OBJECTIVE 1:
According to the page on AV transcription languages below, how many languages can you select in total?

AV transcription languages
The audio-visual (AV) transcription application recognizes audio from over 100 languages and regional variants.
See these related pages:
How transcription languages work
When you choose transcription languages, the AI model maps the sounds in the audio track to its list of known words for each language. You can select up to ten languages total: one primary and nine secondary languages. AV transcription does not censor profanity or offensive words in any language.
When selecting languages:
- Set the primary language to the most frequently spoken language in the audio track.
- Only select one locale for a language. If the audio contains two locales, choose the most frequently spoken. For example, if your audio contains mostly UK-based English speakers, plus one US-based speaker, select English (UK).
If you are not sure whether the audio track contains a specific language, try adding it as a secondary language. The processing time does not change significantly with extra languages. The main possible downside is that if a word is mumbled, it may be wrongly interpreted as that language.
For a list of supported languages, see Supported languages and locales.
Handling multiple languages
When the model maps sounds to words, it tries to find the closest match in any of the selected languages. The primary language acts as a default: If the application cannot find a perfect match for a word, it will try to match it to a word in the primary language.
The model also pays attention to the language of surrounding words. If all the surrounding words were identified as one language, the model is more likely to assume that a word in the middle belongs to that language also. For example, if the sound "si" is surrounded by English, the model may assume it's the English word "see." If it's surrounded by Spanish, the model is more likely to assume that it's the Spanish word "sí."
In general, if you did not select a language when setting up the job, the model will not identify words spoken in that language. However, there are a few locales that contain languages that are frequently mixed. For example, French (Canada) and Spanish (United States) can both identify words in English.

OBJECTIVE 2:
Which lines in the rows below contain the word "tree"? Copy each one out.

TASK MATERIAL:
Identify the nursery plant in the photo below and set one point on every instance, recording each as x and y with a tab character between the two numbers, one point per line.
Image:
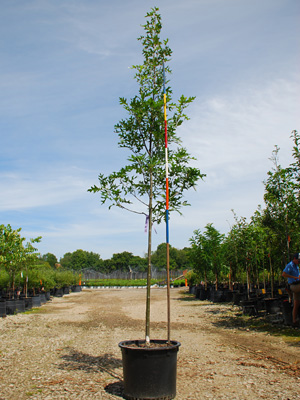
141	187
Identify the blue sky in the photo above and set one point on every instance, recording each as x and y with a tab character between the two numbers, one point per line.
64	65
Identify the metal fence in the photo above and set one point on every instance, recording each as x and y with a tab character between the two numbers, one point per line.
155	274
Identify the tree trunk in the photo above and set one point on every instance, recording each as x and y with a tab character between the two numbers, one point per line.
147	332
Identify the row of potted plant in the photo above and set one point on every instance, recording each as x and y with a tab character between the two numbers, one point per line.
261	299
128	283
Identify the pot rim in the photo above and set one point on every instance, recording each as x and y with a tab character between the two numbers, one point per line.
126	344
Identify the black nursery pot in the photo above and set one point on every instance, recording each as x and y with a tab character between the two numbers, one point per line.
149	372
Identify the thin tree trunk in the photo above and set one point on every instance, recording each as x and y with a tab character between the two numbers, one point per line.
147	332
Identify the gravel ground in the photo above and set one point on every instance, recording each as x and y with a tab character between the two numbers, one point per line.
68	349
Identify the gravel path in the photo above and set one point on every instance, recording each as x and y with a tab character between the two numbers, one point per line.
68	349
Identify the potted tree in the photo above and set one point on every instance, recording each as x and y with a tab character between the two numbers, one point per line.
151	185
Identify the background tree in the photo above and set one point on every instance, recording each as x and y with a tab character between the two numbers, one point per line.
139	187
50	258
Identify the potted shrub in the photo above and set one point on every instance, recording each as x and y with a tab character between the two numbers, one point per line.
151	185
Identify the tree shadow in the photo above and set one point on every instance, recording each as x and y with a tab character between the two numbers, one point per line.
77	360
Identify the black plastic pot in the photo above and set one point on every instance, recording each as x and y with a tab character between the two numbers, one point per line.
43	298
76	288
10	307
20	305
59	292
28	303
287	311
272	305
36	301
149	372
249	307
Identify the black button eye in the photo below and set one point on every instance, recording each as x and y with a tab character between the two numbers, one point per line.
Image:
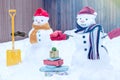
83	36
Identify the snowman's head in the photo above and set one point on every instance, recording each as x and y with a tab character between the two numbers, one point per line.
86	17
40	17
40	20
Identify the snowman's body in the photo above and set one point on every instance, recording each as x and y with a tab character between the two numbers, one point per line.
43	31
89	39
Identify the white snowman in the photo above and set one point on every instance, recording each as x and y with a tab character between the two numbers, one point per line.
41	29
88	37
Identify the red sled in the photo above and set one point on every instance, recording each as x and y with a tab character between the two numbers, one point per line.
58	35
53	63
114	33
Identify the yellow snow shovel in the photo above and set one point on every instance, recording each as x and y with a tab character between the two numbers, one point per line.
13	56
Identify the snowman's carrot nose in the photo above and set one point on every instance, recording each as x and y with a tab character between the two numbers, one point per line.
38	21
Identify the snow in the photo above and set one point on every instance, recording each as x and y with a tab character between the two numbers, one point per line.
33	56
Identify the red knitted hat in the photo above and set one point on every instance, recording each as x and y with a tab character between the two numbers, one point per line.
87	10
41	12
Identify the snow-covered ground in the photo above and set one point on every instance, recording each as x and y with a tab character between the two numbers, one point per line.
33	56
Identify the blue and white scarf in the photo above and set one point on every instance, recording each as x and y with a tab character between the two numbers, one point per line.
94	38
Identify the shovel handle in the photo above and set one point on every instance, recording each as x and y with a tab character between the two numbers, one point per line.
12	13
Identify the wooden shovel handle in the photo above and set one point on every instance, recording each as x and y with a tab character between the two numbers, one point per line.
12	13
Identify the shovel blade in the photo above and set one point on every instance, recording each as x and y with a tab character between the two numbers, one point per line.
13	57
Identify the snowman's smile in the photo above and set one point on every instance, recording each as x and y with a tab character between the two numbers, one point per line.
83	24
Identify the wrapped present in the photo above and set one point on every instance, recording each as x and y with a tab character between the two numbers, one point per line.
58	35
54	53
58	62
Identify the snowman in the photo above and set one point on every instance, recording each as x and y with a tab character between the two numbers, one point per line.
89	37
41	30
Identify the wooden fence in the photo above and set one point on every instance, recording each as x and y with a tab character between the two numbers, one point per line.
62	14
23	19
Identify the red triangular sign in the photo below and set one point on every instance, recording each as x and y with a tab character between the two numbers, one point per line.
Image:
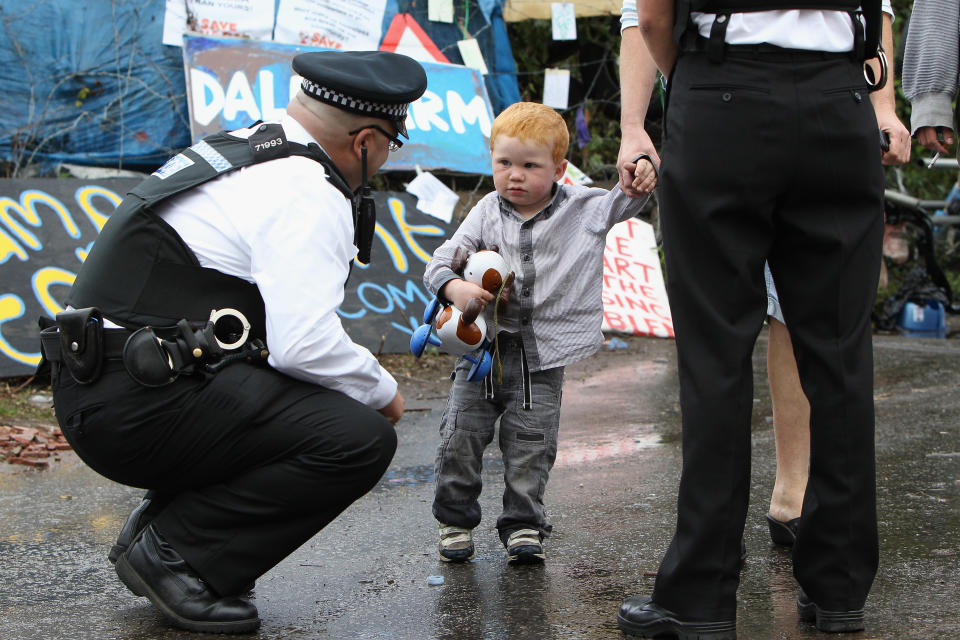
407	37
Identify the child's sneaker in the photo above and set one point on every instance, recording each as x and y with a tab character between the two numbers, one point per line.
456	544
524	547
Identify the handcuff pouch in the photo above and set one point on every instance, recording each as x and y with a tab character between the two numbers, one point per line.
81	343
146	359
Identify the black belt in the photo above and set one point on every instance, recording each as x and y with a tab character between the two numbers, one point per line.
113	341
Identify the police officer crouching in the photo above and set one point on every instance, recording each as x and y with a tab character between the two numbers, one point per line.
201	356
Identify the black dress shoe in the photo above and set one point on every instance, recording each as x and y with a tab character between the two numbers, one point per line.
154	568
136	521
829	621
640	616
783	533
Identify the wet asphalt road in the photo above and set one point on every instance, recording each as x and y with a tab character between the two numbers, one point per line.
612	501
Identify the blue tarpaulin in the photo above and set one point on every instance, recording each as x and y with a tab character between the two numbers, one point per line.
91	82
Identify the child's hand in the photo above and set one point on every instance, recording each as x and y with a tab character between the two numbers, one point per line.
645	175
460	292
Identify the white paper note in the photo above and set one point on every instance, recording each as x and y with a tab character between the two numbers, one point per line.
470	52
564	21
440	10
434	198
556	88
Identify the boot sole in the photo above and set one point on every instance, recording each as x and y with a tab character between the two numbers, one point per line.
681	630
526	557
831	621
129	576
459	558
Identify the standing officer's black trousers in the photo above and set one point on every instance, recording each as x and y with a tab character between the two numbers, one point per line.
247	464
771	156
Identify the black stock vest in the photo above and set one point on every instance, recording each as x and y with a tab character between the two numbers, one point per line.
140	271
871	12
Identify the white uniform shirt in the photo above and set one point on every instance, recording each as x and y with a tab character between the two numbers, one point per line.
815	29
282	226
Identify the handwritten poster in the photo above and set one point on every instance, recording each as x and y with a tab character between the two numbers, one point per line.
634	295
353	25
227	18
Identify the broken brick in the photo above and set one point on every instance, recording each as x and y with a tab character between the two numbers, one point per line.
28	462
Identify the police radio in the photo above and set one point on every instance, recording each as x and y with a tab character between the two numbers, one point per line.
365	217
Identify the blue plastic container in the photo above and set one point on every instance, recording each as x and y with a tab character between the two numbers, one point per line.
928	321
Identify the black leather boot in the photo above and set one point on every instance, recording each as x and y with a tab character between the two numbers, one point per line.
640	616
154	568
135	522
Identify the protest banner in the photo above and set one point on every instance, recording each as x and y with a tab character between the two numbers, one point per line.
634	295
232	83
47	227
333	24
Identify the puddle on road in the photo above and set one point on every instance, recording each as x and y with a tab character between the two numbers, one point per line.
619	446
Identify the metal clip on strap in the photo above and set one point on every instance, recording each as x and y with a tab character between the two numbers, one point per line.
718	35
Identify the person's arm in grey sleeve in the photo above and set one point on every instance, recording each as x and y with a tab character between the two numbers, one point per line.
468	238
930	68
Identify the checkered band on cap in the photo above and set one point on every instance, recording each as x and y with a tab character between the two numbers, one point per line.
358	105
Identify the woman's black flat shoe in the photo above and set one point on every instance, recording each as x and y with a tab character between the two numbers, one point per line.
784	533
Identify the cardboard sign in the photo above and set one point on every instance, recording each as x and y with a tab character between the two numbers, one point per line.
634	296
232	83
334	24
232	18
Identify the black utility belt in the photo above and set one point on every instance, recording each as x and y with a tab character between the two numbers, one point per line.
153	357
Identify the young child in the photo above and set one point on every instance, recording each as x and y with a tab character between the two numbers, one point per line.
552	237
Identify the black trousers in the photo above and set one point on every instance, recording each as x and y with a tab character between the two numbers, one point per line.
771	156
246	465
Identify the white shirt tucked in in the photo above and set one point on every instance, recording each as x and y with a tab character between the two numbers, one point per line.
815	29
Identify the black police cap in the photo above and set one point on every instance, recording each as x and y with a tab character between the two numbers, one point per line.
375	83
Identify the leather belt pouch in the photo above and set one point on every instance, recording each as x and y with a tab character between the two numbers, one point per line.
81	343
146	359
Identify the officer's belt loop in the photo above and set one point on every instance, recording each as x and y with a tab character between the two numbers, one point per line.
858	37
113	341
718	36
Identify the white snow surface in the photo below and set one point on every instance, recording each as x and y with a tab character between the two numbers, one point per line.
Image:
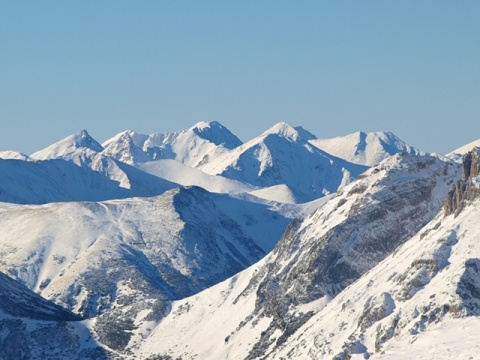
282	155
193	147
220	322
457	154
365	148
72	143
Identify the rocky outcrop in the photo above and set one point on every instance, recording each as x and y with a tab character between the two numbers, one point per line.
468	188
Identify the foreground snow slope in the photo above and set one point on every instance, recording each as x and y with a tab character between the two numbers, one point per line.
315	261
28	323
129	258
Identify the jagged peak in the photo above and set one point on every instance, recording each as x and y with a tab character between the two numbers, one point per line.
285	130
129	136
216	133
78	140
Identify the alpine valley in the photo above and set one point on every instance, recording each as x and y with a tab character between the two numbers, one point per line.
196	245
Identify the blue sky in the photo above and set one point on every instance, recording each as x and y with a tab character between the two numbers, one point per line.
336	67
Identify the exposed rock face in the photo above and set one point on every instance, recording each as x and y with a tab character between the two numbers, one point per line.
468	188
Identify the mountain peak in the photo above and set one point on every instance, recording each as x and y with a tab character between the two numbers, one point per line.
285	130
79	140
216	133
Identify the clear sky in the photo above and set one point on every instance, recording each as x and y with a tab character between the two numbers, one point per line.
333	67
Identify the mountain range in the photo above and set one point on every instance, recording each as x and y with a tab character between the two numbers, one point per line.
194	245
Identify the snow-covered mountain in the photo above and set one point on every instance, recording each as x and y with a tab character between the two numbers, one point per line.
457	154
365	148
282	155
124	260
193	147
383	264
67	146
34	328
101	178
317	260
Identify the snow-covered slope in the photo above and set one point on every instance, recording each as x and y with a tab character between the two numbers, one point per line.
9	154
282	155
126	259
457	154
98	178
67	146
34	328
179	173
316	260
365	148
193	147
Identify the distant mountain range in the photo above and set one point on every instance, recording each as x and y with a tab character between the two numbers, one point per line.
194	245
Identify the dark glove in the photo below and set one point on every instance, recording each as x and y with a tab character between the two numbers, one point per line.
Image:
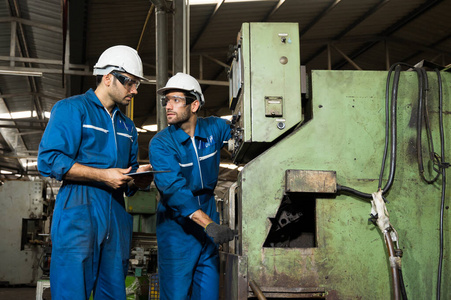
220	233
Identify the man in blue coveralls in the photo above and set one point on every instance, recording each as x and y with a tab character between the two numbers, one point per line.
91	145
187	221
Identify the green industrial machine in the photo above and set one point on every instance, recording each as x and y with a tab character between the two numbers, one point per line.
303	204
143	259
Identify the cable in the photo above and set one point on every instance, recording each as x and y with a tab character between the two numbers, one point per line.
443	166
423	114
390	131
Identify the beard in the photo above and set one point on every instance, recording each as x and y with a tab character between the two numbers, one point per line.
179	118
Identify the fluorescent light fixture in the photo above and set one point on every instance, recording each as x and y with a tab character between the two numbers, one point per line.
22	115
228	166
153	127
20	73
228	117
32	164
205	2
199	2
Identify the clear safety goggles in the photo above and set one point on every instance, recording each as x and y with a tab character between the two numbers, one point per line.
127	82
177	100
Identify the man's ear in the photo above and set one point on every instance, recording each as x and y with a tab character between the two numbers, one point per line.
195	106
107	79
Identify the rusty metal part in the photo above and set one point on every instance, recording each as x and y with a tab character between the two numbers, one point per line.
257	291
393	267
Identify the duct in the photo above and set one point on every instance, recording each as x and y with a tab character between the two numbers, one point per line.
180	61
161	57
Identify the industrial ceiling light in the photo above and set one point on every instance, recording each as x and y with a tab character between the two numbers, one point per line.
20	73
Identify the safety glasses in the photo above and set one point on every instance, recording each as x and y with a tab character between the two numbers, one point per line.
177	100
127	82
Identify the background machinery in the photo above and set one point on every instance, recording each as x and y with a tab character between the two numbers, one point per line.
340	180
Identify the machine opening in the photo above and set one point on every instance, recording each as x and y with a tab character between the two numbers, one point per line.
295	223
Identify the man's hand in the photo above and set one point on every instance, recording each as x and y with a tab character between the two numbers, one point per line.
116	177
220	233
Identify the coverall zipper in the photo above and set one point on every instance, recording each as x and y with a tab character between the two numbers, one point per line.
111	195
198	164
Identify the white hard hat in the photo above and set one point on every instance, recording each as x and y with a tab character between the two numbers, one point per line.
184	82
120	58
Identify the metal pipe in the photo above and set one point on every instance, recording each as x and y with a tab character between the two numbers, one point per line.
393	266
178	48
256	290
161	37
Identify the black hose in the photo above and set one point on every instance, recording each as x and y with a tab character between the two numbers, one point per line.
443	166
402	286
390	131
423	114
394	128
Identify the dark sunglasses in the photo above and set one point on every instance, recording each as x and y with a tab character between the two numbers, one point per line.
127	82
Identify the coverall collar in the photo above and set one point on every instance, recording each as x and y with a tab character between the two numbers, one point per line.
93	97
182	136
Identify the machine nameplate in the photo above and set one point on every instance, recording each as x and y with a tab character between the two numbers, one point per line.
310	181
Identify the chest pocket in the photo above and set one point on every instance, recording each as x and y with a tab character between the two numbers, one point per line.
124	146
186	167
94	144
210	169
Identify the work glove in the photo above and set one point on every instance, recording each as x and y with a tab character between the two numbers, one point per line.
220	233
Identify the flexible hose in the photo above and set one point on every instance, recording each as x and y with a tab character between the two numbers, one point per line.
423	114
393	131
443	167
393	267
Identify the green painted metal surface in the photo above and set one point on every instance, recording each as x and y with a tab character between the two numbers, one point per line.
142	206
271	93
346	135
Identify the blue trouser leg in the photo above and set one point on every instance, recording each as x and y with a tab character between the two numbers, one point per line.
187	257
206	275
72	271
114	256
83	259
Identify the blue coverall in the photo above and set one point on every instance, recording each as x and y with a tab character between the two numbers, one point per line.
91	231
186	255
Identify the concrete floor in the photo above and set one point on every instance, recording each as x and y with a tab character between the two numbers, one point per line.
22	293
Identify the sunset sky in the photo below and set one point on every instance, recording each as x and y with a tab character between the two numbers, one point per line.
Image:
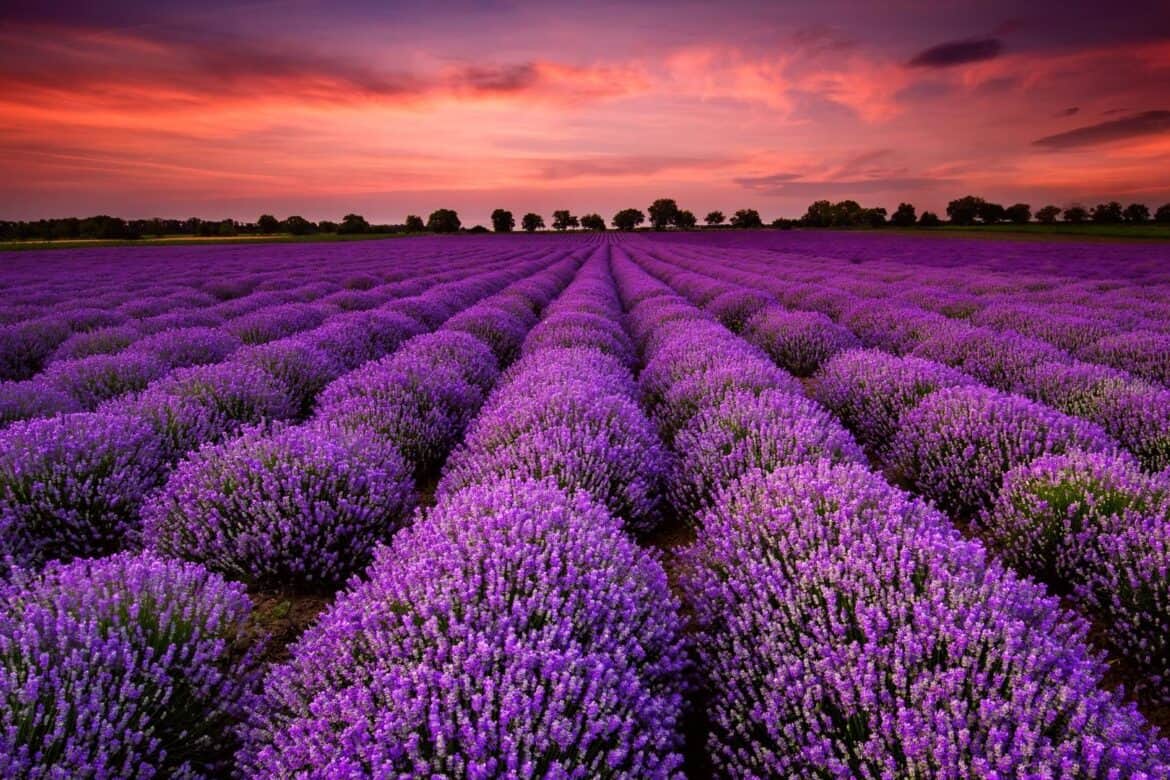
226	109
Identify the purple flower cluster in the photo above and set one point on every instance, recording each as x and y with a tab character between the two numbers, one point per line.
513	632
1098	526
187	346
419	399
869	391
33	398
847	632
356	338
272	323
73	485
201	405
124	667
1140	352
566	412
743	432
100	378
957	444
1002	359
293	506
799	342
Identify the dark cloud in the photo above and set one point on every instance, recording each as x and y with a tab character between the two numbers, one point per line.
499	78
791	184
957	53
1147	123
623	165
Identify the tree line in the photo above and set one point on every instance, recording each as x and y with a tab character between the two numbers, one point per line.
662	214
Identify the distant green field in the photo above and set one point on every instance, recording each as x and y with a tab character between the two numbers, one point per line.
1150	232
192	241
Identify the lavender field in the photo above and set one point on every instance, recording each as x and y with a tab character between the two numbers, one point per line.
734	504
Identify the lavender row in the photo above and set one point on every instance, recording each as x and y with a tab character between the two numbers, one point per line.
847	630
74	485
515	629
1133	411
97	365
149	649
955	442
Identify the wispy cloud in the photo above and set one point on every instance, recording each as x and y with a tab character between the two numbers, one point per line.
1146	123
957	53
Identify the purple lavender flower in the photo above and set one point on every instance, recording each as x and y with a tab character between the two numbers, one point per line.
869	391
123	667
845	630
799	342
187	346
956	446
1140	352
272	323
300	506
747	430
356	338
103	340
202	405
513	632
73	485
33	398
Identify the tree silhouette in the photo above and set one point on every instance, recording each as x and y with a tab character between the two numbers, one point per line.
444	220
593	222
747	218
502	221
663	212
562	220
628	219
904	215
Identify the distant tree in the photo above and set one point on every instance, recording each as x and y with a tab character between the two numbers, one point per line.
1136	213
747	218
502	221
1018	213
1047	215
991	213
964	211
846	213
628	219
1107	213
593	222
819	214
904	215
353	223
444	220
298	226
874	218
563	220
663	212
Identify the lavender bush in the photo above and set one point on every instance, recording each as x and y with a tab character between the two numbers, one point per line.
294	506
122	667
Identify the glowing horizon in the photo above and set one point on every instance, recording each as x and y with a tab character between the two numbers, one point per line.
385	109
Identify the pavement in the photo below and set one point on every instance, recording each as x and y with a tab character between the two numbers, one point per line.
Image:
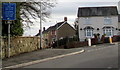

FINAL ANSWER 1:
Up to ten: one primary and nine secondary.

FINAL ANSWER 2:
Identify the tree trunk in the photo above and set one point on every instance, recording each as x and y with a tab character between the two numbers, one point per line.
Identify the thin tree trunk in the photo above and set one point on every instance, recording each as x and y with a tab character between the two numbers, one point per line.
Identify the potted tree in the photo above and set one point on every instance, recording each as x and y with a tab character between the two numbers, one point per line.
Identify the background tree in the photo above and set one point on every instance, recording each as x and y with a tab character between the two numbers, one point per line.
Identify the tree shadow in the photo above and set one point on every instance, recording each as x and y with a tab character between the two numbers, one point per line.
Identify the tree line in the photo above and set one point on every instance, recording each as x and y with a tab character between the two numbers, one point per line.
Identify the tree silhouette in the photo above and set one point on every instance, recording each as x and y with a tab character between the two numbers, one point per line.
Identify the distant tree in the photo above and set one point on every instance, recording each as x and y with a tab character between the two numbers, one point per line.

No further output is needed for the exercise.